[How to complete this task] Gather, from the data below, each line in which the word "every" occurs.

Collected data entries

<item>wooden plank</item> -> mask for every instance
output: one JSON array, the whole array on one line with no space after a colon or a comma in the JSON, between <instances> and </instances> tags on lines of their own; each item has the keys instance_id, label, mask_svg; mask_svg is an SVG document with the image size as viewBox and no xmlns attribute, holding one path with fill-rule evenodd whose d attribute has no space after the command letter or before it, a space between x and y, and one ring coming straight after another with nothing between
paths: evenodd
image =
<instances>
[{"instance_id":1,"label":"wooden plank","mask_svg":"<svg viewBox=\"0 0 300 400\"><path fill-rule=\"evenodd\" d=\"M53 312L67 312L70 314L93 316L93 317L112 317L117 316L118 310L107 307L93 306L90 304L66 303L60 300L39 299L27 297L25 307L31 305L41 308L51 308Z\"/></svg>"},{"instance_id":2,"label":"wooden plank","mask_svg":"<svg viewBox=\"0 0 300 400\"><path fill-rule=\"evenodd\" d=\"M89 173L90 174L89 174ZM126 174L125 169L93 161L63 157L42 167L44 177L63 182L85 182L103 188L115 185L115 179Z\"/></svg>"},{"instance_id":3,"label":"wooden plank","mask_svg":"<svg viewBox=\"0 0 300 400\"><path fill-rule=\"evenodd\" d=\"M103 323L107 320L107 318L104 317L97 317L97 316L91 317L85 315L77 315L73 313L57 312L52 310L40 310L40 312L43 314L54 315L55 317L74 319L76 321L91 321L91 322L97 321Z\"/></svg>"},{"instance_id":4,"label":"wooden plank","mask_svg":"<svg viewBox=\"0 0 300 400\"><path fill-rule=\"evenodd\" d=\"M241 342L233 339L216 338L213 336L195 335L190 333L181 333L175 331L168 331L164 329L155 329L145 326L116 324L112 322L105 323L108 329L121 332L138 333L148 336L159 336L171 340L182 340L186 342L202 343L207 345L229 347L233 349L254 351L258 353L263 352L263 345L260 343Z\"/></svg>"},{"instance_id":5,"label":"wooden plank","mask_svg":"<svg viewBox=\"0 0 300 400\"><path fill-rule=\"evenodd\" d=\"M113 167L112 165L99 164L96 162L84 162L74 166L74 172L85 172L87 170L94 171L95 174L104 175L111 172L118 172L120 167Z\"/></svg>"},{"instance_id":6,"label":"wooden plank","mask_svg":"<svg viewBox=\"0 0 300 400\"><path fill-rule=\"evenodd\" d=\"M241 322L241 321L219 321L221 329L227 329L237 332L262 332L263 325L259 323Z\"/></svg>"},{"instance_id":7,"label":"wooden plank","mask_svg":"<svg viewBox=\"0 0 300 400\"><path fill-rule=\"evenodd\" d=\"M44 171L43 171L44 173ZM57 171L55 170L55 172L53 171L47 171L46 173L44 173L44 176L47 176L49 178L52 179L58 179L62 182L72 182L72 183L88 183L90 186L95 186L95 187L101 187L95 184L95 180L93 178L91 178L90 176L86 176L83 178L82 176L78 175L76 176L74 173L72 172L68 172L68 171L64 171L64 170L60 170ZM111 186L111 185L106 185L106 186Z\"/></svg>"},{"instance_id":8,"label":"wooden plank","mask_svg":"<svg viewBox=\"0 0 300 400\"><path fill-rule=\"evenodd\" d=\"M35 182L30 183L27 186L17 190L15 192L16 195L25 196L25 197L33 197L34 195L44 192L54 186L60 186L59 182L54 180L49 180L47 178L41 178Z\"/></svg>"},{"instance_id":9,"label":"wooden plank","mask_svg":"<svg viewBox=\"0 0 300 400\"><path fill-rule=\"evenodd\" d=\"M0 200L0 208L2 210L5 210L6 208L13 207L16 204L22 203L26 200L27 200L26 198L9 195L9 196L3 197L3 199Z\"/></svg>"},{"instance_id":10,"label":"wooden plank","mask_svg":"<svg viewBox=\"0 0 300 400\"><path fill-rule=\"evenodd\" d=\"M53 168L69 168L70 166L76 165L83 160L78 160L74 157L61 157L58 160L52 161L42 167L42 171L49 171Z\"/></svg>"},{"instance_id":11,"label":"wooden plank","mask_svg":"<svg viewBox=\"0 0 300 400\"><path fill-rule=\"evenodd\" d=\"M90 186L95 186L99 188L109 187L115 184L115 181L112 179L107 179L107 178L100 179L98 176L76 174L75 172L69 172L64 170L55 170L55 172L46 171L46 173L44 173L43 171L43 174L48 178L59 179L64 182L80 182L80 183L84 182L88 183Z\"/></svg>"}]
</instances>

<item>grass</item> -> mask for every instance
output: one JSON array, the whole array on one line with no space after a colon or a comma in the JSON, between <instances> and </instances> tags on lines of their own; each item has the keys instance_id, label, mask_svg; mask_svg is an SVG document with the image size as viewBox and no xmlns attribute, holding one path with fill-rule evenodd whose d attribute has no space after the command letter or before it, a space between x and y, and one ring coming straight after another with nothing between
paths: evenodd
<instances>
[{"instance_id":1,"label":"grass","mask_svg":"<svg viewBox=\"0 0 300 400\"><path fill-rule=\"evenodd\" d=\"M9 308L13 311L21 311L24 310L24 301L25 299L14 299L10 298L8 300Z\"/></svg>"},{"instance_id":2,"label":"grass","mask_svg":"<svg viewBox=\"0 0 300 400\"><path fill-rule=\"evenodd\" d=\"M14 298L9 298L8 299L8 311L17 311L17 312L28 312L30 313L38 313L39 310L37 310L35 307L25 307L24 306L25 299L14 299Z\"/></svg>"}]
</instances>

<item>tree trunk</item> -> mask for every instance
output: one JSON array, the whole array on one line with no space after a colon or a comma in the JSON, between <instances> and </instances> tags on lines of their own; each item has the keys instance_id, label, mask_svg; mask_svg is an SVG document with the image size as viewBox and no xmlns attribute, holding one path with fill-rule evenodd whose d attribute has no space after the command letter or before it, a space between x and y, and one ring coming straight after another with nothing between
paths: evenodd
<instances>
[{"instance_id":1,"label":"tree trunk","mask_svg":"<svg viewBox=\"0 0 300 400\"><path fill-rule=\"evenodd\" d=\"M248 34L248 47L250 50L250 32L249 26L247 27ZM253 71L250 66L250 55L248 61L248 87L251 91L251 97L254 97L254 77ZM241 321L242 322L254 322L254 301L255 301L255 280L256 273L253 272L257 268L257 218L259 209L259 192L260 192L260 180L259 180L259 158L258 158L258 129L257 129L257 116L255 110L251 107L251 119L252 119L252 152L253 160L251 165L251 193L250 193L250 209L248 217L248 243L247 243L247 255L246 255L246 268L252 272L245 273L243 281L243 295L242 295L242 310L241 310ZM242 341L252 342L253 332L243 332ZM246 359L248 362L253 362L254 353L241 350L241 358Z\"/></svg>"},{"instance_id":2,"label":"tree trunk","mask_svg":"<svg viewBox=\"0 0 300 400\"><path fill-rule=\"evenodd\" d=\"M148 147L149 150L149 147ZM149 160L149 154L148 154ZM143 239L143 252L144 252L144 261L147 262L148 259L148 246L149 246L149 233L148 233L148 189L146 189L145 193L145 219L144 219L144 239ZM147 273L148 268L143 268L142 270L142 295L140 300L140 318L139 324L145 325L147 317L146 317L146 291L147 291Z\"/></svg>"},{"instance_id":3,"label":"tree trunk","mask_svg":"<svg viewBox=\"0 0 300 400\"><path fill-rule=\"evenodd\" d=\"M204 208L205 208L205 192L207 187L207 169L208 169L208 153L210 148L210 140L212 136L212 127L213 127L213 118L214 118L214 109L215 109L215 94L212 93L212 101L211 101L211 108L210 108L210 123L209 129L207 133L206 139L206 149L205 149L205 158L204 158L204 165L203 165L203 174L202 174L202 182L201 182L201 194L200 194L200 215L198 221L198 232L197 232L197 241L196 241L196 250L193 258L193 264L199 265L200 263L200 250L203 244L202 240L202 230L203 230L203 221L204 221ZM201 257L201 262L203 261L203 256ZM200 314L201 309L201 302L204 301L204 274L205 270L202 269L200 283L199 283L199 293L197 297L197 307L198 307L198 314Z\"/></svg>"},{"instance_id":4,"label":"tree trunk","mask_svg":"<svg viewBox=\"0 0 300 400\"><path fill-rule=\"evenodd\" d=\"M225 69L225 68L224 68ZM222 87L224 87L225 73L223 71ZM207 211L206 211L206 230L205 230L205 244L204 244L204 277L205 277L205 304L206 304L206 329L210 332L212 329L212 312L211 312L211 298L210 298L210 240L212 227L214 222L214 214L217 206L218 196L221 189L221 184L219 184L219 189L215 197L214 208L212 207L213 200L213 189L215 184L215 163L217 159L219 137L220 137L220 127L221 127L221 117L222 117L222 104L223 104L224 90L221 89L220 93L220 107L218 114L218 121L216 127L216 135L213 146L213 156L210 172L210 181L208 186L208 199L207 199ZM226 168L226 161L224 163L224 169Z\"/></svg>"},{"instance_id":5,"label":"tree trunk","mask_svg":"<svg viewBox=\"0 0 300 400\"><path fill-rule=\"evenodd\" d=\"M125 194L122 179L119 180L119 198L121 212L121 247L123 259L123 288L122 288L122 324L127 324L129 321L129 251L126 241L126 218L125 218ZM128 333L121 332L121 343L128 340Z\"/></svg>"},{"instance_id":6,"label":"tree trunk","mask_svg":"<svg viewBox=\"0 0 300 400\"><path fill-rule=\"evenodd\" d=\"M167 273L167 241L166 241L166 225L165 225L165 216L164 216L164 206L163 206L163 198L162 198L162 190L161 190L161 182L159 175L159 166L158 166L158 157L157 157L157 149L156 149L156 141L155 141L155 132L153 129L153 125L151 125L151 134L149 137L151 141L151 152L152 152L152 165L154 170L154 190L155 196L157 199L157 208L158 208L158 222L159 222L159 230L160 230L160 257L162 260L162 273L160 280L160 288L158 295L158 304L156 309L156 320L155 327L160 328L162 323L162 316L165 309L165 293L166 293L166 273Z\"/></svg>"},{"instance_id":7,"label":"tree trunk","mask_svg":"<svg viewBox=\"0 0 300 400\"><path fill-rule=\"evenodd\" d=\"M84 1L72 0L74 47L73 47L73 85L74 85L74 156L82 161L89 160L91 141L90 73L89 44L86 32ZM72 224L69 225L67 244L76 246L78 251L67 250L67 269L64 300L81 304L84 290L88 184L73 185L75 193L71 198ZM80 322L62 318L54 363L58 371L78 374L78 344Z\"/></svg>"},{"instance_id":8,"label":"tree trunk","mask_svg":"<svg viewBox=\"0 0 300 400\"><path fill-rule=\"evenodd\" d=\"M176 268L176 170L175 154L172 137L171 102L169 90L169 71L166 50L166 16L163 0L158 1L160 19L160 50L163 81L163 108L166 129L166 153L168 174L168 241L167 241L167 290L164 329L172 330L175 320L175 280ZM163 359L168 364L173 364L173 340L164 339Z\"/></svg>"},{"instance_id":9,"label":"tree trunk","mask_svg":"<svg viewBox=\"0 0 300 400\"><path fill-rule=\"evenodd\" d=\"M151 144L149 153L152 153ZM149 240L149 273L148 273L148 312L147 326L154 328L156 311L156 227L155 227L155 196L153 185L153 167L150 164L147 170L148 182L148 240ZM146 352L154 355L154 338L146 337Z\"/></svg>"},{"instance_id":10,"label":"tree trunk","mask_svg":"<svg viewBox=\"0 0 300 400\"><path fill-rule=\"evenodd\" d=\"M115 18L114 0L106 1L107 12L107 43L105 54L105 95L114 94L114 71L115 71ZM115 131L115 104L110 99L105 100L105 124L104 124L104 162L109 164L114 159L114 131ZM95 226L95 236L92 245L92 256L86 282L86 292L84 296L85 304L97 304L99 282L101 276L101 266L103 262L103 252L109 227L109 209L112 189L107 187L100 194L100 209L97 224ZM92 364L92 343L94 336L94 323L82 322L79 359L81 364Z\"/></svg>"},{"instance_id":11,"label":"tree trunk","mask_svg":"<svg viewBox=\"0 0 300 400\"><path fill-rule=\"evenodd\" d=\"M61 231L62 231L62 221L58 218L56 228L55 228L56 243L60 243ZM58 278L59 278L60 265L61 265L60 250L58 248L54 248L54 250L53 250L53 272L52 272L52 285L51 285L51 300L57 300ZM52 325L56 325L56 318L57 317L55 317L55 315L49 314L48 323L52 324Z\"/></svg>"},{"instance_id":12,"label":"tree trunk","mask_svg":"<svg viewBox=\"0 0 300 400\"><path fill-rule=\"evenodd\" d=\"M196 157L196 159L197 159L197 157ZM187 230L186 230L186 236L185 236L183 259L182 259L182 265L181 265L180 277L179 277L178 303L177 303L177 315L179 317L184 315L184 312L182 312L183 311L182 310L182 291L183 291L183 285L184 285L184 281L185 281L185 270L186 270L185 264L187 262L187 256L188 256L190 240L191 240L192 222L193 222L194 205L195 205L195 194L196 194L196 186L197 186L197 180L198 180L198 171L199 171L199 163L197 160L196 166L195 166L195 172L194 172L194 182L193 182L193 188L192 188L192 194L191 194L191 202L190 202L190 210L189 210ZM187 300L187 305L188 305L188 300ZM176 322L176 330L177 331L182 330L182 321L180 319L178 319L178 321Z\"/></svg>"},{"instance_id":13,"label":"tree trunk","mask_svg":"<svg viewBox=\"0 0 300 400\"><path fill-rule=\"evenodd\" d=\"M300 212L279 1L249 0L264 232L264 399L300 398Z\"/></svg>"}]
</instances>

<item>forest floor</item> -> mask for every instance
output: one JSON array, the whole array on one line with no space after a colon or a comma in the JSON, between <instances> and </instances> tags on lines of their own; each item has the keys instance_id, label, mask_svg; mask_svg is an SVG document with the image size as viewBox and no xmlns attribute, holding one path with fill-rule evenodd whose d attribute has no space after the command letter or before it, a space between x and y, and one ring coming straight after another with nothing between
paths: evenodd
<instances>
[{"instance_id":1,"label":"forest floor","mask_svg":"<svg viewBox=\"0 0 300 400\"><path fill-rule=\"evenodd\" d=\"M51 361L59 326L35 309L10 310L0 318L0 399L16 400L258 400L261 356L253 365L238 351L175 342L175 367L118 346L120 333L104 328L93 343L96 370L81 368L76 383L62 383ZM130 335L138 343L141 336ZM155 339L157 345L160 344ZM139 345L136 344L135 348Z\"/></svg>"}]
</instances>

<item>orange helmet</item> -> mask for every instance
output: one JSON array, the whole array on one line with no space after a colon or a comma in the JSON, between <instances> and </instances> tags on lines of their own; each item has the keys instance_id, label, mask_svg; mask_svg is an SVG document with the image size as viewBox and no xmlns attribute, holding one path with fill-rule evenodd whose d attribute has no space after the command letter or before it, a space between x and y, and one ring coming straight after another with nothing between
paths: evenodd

[Your solution]
<item>wooden plank</item> -> mask for every instance
<item>grass</item> -> mask for every instance
<item>tree trunk</item> -> mask for every instance
<item>forest floor</item> -> mask for every instance
<item>orange helmet</item> -> mask for every instance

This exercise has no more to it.